## Record extracts
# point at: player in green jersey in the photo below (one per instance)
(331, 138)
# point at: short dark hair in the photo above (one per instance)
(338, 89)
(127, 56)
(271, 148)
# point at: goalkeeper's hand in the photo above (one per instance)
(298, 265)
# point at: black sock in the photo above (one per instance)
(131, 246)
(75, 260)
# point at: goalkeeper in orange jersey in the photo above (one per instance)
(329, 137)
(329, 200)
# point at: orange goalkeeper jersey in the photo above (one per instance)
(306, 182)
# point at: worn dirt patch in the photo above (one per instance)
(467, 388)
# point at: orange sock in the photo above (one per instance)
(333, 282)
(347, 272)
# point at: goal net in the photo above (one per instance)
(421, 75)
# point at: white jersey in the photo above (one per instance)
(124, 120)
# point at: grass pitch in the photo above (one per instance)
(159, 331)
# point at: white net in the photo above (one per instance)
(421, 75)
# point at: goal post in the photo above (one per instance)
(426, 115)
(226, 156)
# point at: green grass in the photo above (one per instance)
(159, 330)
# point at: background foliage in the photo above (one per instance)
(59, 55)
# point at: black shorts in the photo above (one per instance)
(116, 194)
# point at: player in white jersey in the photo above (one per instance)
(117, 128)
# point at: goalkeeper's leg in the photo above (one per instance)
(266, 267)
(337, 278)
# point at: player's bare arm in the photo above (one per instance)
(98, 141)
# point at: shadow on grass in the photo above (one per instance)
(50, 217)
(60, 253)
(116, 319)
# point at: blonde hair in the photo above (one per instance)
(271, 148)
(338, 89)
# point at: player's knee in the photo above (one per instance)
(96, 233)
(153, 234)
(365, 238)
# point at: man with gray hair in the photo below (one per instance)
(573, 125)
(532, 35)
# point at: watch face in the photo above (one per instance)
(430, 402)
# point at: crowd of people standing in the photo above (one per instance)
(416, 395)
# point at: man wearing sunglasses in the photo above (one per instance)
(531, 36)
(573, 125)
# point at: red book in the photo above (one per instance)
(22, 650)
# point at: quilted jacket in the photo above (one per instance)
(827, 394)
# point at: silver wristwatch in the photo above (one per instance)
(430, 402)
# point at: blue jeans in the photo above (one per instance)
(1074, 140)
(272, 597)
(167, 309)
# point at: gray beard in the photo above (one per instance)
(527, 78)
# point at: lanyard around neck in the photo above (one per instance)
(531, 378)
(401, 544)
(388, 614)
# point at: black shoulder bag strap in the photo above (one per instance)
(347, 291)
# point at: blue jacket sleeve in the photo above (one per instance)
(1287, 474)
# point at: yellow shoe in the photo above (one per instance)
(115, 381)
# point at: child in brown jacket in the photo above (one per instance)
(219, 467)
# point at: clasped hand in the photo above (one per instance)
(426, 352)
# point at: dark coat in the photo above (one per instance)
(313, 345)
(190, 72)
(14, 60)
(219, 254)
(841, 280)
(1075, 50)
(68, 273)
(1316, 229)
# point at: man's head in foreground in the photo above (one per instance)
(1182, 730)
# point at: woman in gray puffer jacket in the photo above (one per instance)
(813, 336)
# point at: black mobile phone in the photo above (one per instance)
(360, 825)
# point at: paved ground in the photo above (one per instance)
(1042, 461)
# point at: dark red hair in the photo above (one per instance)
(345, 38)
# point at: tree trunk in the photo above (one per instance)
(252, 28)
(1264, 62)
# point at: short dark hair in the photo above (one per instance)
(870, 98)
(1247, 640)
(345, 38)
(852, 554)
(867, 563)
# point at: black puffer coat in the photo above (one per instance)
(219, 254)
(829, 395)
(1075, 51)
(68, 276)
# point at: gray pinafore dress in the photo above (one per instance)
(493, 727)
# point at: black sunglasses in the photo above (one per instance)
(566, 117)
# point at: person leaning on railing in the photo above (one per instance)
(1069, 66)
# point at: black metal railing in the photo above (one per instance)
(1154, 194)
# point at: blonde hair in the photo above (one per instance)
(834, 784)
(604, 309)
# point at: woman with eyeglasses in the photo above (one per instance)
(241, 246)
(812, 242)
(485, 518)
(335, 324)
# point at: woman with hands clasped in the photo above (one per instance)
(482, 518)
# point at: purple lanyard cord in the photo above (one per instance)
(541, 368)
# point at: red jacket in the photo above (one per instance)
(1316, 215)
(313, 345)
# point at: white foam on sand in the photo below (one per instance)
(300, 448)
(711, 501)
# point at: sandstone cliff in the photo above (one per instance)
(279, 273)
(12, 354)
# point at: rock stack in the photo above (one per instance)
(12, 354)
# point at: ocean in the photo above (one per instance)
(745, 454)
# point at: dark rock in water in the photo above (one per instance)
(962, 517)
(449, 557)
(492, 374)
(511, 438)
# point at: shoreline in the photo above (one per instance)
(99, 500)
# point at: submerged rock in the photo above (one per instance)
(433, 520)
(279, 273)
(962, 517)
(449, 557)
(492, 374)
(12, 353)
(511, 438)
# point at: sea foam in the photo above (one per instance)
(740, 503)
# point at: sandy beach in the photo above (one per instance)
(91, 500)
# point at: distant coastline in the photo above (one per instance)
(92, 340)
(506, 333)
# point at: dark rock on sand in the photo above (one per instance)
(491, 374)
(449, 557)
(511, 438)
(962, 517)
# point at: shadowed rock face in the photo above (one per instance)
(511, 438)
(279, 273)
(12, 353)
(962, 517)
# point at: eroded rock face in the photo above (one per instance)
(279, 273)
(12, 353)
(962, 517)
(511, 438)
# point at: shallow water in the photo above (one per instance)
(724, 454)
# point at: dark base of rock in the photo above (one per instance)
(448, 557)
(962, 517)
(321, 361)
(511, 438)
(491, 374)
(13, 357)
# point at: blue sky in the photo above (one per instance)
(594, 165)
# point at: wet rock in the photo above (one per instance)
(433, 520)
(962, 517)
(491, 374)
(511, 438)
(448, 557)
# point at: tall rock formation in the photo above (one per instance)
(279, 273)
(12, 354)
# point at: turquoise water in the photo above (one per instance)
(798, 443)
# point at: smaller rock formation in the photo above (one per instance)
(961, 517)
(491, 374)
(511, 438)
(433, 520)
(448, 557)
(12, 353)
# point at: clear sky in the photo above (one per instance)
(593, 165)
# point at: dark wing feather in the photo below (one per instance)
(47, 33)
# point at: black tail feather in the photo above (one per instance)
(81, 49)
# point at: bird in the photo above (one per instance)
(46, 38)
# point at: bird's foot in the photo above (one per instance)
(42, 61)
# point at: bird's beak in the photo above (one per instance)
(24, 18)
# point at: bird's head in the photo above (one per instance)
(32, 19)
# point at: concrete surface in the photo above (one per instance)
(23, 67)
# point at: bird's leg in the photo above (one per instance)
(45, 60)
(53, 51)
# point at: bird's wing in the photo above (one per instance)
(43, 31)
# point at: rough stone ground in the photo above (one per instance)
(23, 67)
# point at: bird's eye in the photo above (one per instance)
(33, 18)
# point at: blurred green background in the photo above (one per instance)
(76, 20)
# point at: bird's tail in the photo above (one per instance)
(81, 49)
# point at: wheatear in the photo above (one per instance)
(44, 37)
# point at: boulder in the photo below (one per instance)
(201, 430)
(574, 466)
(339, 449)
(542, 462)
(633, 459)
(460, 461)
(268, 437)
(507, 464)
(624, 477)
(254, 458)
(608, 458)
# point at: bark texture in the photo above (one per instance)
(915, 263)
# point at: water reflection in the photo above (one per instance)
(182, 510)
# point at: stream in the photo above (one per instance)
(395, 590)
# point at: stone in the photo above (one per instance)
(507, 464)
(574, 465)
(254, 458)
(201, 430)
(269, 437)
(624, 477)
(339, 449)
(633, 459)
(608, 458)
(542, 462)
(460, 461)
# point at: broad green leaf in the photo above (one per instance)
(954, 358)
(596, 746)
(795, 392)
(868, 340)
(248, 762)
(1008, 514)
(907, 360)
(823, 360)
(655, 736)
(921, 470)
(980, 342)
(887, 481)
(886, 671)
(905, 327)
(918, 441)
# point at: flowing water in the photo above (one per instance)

## Exercise details
Reproduce verbatim the lines from the one holding "# point at: boulder" through the final line above, inclusive.

## Answer for the task
# point at: boulder in the photo below (one per instance)
(201, 430)
(574, 466)
(339, 449)
(542, 462)
(633, 459)
(460, 461)
(268, 437)
(507, 464)
(624, 477)
(254, 458)
(608, 458)
# point at: bark texture in the photo above (one per instance)
(915, 263)
# point at: water reflection in the photo above (one per instance)
(182, 510)
# point at: stream in the photo above (one per instance)
(395, 590)
# point at: stone in the photo above (one per instance)
(507, 464)
(574, 465)
(254, 458)
(201, 430)
(269, 437)
(624, 477)
(339, 449)
(633, 459)
(608, 458)
(542, 462)
(460, 461)
# point at: broad green leaf in the photo above (one per instance)
(954, 358)
(596, 746)
(795, 392)
(868, 340)
(248, 762)
(1008, 514)
(907, 360)
(823, 360)
(655, 736)
(921, 470)
(980, 342)
(887, 481)
(886, 671)
(905, 327)
(918, 441)
# point at: flowing water in the photo above (one per instance)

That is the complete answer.